Network#
Should generally follow the common network architecture for North-South and SpectrumX for East-West. In the case of our lab, all the rails from both RTX 6K servers are facing the same switch, so we have skipped most of the advanced features of the network.
Driver Installation#
Follow https://docs.nvidia.com/doca/sdk/DOCA-Host-Installation-and-Upgrade/index.html.
Download and install doca-all Host drivers for your operating system using either of two
proposed methods (Local or Online).
Update the DPU OS and Firmware#
Start mst with sudo mst start, check the status of the DPU devices and their interface names
on the host with sudo mst status -v.
Make sure you have rshim driver running on the host: sudo systemctl status rshim.
Check all RShim devices are visible on the host:
sudo cat /dev/rshim*/misc | grep DEV_NAME
If one or a few rshim devices is missing try to restart rshim driver:
sudo systemctl restart rshim
If the issue persists, uncomment FORCE_MODE 1 in /etc/rshim.conf and restart the rshim
driver once again. This should forcefully connect the rshim to the host.
Download the latest / recommended BFB from https://developer.nvidia.com/doca-downloads?deployment_platform=BlueField&deployment_package=BF-FW-Bundle&installer_type=BFB.

● Exercise:
Repeat the DPU setup notes word for word, from the network heading through the BFB download link. The entries come from a separate source that has nothing to do with the DPU setup notes.

● Provided information:
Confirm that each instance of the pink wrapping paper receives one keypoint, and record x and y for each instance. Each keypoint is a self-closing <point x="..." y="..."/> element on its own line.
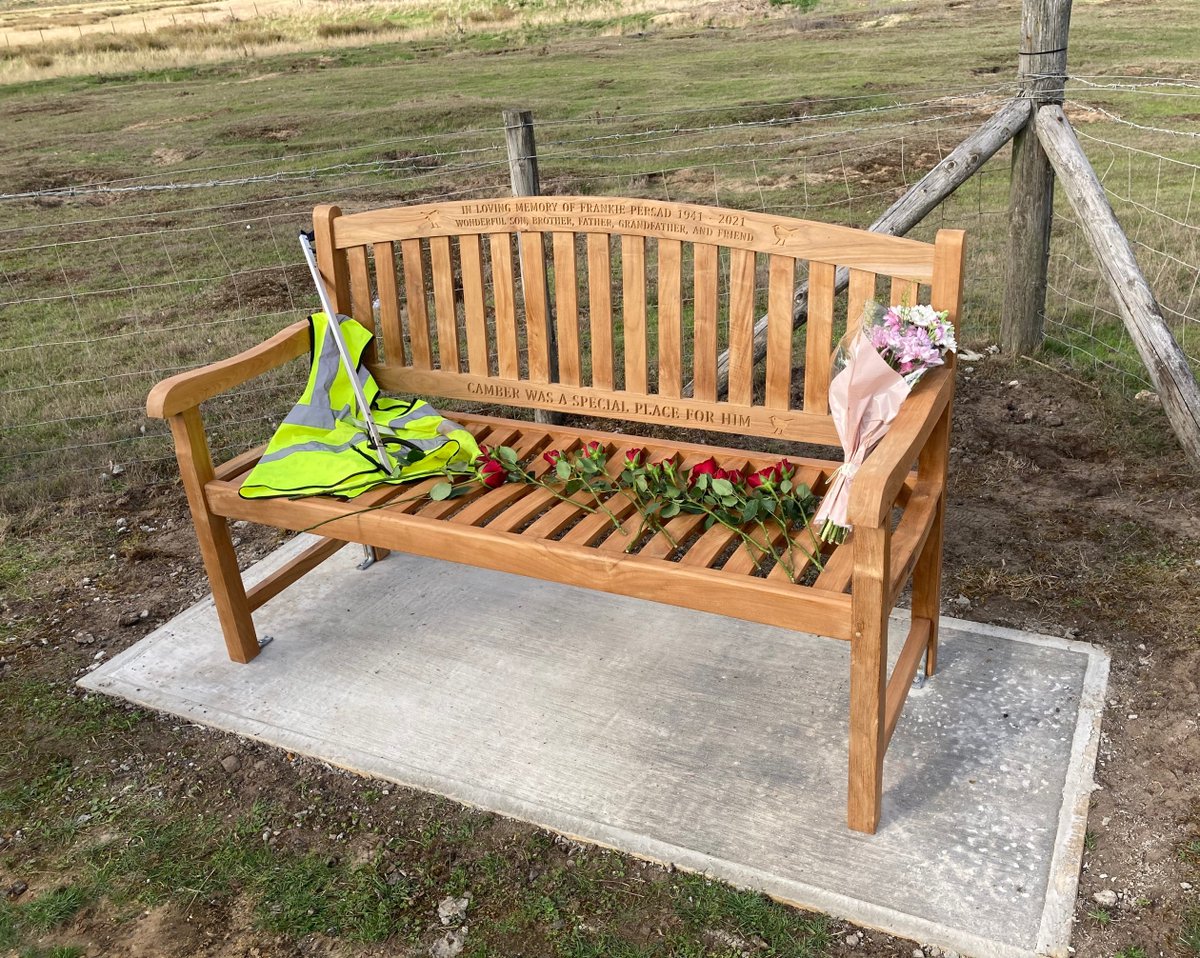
<point x="864" y="397"/>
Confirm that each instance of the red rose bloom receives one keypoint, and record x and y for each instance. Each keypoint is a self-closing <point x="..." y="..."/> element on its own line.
<point x="492" y="473"/>
<point x="708" y="467"/>
<point x="766" y="475"/>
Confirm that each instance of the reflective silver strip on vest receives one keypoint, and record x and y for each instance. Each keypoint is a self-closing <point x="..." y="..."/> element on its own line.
<point x="318" y="411"/>
<point x="425" y="445"/>
<point x="311" y="447"/>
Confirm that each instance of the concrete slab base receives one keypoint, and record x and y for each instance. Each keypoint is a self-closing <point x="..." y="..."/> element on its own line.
<point x="684" y="737"/>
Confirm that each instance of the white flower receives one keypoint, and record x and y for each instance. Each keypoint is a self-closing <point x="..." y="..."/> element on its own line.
<point x="923" y="316"/>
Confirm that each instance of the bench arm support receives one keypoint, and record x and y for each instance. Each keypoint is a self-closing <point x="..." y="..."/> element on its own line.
<point x="189" y="389"/>
<point x="877" y="483"/>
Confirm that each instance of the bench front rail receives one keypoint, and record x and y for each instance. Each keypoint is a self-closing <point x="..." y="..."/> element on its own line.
<point x="607" y="307"/>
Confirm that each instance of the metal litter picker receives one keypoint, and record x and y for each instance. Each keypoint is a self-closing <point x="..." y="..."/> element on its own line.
<point x="335" y="329"/>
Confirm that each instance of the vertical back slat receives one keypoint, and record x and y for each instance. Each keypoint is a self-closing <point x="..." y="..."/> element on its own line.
<point x="862" y="291"/>
<point x="904" y="292"/>
<point x="472" y="262"/>
<point x="947" y="288"/>
<point x="600" y="309"/>
<point x="567" y="309"/>
<point x="508" y="353"/>
<point x="705" y="328"/>
<point x="780" y="294"/>
<point x="360" y="286"/>
<point x="633" y="292"/>
<point x="533" y="282"/>
<point x="361" y="307"/>
<point x="389" y="304"/>
<point x="670" y="318"/>
<point x="819" y="337"/>
<point x="418" y="309"/>
<point x="445" y="312"/>
<point x="742" y="327"/>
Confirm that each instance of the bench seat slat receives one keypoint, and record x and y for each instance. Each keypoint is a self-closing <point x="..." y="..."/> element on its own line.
<point x="743" y="597"/>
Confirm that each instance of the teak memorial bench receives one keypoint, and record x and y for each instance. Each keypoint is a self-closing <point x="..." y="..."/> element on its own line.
<point x="471" y="306"/>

● Expected answer:
Network#
Should generally follow the common network architecture for North-South and SpectrumX for East-West. In the case of our lab, all the rails from both RTX 6K servers are facing the same switch, so we have skipped most of the advanced features of the network.
Driver Installation#
Follow https://docs.nvidia.com/doca/sdk/DOCA-Host-Installation-and-Upgrade/index.html.
Download and install doca-all Host drivers for your operating system using either of two
proposed methods (Local or Online).
Update the DPU OS and Firmware#
Start mst with sudo mst start, check the status of the DPU devices and their interface names
on the host with sudo mst status -v.
Make sure you have rshim driver running on the host: sudo systemctl status rshim.
Check all RShim devices are visible on the host:
sudo cat /dev/rshim*/misc | grep DEV_NAME
If one or a few rshim devices is missing try to restart rshim driver:
sudo systemctl restart rshim
If the issue persists, uncomment FORCE_MODE 1 in /etc/rshim.conf and restart the rshim
driver once again. This should forcefully connect the rshim to the host.
Download the latest / recommended BFB from https://developer.nvidia.com/doca-downloads?deployment_platform=BlueField&deployment_package=BF-FW-Bundle&installer_type=BFB.